Problem to solve.
Return the material exactly. Every line must stay as it is.

Material supplied.
※ ※ ※

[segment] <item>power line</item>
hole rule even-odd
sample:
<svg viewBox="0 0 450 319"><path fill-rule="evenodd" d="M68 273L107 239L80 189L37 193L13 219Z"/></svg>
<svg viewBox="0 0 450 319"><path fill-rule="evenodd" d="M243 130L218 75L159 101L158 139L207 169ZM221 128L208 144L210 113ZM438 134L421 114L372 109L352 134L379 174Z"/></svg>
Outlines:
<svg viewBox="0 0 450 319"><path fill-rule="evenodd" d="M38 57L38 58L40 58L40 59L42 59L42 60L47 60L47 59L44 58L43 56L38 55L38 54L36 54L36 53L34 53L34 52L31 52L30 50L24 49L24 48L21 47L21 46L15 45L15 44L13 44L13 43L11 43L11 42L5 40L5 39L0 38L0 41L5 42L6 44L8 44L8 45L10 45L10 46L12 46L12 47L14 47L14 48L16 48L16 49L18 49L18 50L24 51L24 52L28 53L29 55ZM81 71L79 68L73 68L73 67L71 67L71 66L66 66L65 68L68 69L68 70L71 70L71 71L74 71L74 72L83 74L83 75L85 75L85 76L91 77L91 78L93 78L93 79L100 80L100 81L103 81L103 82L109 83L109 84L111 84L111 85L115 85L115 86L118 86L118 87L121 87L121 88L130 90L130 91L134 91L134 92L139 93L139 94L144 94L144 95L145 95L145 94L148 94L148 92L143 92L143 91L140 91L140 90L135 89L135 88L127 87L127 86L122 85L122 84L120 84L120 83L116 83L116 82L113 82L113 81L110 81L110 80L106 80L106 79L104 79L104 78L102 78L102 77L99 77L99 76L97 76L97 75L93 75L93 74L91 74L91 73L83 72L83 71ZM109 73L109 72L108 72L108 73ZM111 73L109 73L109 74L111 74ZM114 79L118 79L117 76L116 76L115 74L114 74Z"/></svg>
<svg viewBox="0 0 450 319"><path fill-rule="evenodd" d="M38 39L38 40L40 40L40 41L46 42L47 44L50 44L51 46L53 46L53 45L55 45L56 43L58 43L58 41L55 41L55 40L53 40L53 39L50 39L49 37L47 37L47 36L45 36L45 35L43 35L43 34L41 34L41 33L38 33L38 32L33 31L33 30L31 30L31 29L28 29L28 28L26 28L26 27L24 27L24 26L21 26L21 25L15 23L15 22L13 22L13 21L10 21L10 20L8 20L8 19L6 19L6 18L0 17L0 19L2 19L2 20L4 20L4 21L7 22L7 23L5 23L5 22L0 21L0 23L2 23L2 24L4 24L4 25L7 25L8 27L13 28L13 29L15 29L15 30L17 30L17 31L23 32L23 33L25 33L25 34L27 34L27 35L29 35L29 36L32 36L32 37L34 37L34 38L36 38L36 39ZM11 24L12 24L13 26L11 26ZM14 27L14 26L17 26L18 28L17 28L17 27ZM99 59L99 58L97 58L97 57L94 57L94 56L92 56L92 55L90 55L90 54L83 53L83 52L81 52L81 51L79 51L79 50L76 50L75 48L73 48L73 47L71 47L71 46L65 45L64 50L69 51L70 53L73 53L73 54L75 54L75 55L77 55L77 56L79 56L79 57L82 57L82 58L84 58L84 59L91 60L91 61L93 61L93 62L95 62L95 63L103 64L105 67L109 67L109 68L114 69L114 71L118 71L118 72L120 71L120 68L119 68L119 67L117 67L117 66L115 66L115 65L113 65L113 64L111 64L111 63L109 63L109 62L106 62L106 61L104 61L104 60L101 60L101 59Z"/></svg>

※ ※ ※

Completed task.
[segment] <item>power line</item>
hole rule even-odd
sample:
<svg viewBox="0 0 450 319"><path fill-rule="evenodd" d="M68 273L107 239L80 189L37 193L13 219Z"/></svg>
<svg viewBox="0 0 450 319"><path fill-rule="evenodd" d="M243 130L218 75L159 101L158 139L207 169ZM221 128L208 144L210 113ZM438 134L421 114L372 109L352 134L379 174Z"/></svg>
Outlines:
<svg viewBox="0 0 450 319"><path fill-rule="evenodd" d="M38 57L38 58L40 58L40 59L42 59L42 60L47 60L47 59L44 58L43 56L38 55L38 54L36 54L36 53L34 53L34 52L31 52L30 50L24 49L24 48L21 47L21 46L15 45L15 44L13 44L13 43L11 43L11 42L5 40L5 39L0 38L0 41L5 42L6 44L8 44L8 45L10 45L10 46L12 46L12 47L14 47L14 48L16 48L16 49L18 49L18 50L24 51L24 52L28 53L29 55ZM81 71L79 68L73 68L73 67L71 67L71 66L66 66L65 68L68 69L68 70L71 70L71 71L74 71L74 72L83 74L83 75L85 75L85 76L91 77L91 78L93 78L93 79L100 80L100 81L103 81L103 82L109 83L109 84L111 84L111 85L115 85L115 86L118 86L118 87L121 87L121 88L130 90L130 91L134 91L134 92L139 93L139 94L144 94L144 95L145 95L145 94L148 94L148 92L143 92L143 91L140 91L140 90L135 89L135 88L127 87L127 86L122 85L122 84L120 84L120 83L116 83L116 82L113 82L113 81L110 81L110 80L106 80L106 79L104 79L104 78L102 78L102 77L99 77L99 76L97 76L97 75L93 75L93 74L91 74L91 73L83 72L83 71ZM109 73L109 72L108 72L108 73ZM111 73L109 73L109 74L111 74ZM114 79L118 79L117 76L116 76L115 74L114 74Z"/></svg>
<svg viewBox="0 0 450 319"><path fill-rule="evenodd" d="M38 39L38 40L40 40L40 41L46 42L47 44L50 44L51 46L53 46L53 45L55 45L56 43L58 43L58 41L55 41L55 40L53 40L53 39L50 39L49 37L47 37L47 36L45 36L45 35L43 35L43 34L41 34L41 33L38 33L38 32L33 31L33 30L31 30L31 29L28 29L28 28L26 28L26 27L24 27L24 26L21 26L21 25L15 23L15 22L13 22L13 21L10 21L10 20L8 20L8 19L6 19L6 18L0 17L0 19L2 19L2 20L4 20L4 21L7 22L7 23L5 23L5 22L0 21L0 23L2 23L2 24L4 24L4 25L7 25L8 27L13 28L13 29L15 29L15 30L17 30L17 31L23 32L23 33L25 33L25 34L27 34L27 35L29 35L29 36L32 36L32 37L34 37L34 38L36 38L36 39ZM11 24L12 24L13 26L11 26ZM14 27L14 26L17 26L18 28L17 28L17 27ZM99 59L99 58L97 58L97 57L94 57L94 56L92 56L92 55L90 55L90 54L83 53L83 52L81 52L81 51L79 51L79 50L76 50L75 48L73 48L73 47L71 47L71 46L65 45L64 50L69 51L70 53L73 53L73 54L75 54L75 55L77 55L77 56L79 56L79 57L82 57L82 58L84 58L84 59L91 60L91 61L93 61L93 62L95 62L95 63L103 64L105 67L109 67L109 68L114 69L114 71L118 71L118 72L120 71L120 68L119 68L119 67L117 67L117 66L115 66L115 65L113 65L113 64L111 64L111 63L109 63L109 62L106 62L106 61L104 61L104 60L101 60L101 59Z"/></svg>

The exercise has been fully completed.